-- Start of INPUT FOR THIS TASK --

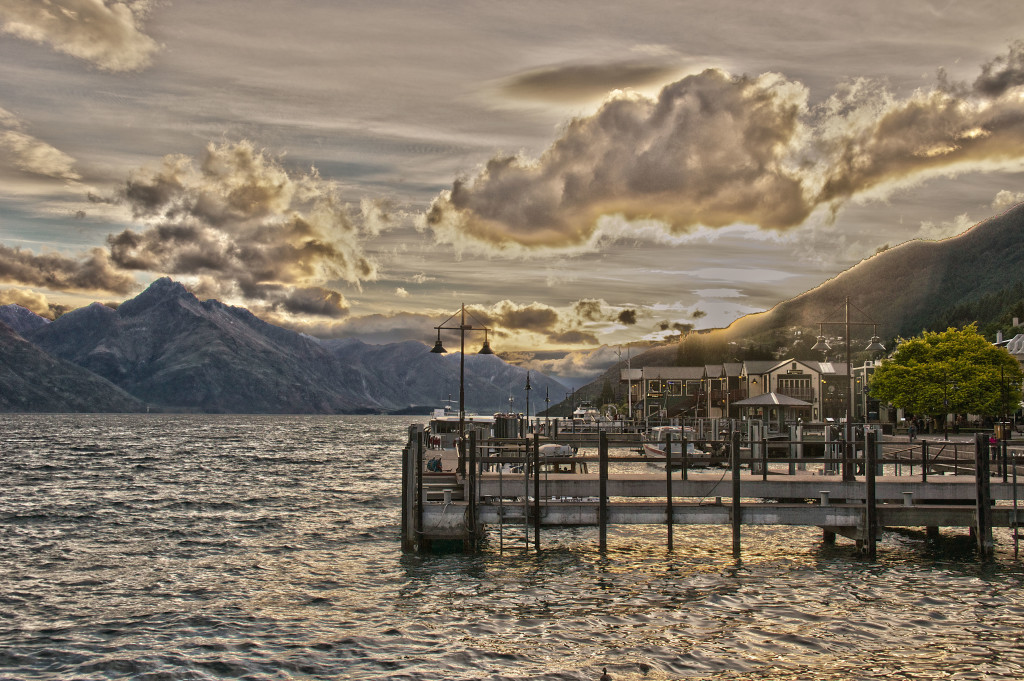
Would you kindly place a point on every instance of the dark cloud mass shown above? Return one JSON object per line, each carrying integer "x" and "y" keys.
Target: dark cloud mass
{"x": 91, "y": 272}
{"x": 1003, "y": 73}
{"x": 243, "y": 225}
{"x": 715, "y": 150}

-- End of INPUT FOR THIS TASK --

TASK TO COMPLETE:
Omit every picture, and otherwise quote the entries exactly.

TASK SOLUTION:
Would you kindly place a point on every instance of the dark cloud mass shown above? Return one JSON object per line, each carrying integer "x" and "y" keys.
Target: dark cloud mass
{"x": 91, "y": 272}
{"x": 1003, "y": 73}
{"x": 243, "y": 225}
{"x": 715, "y": 150}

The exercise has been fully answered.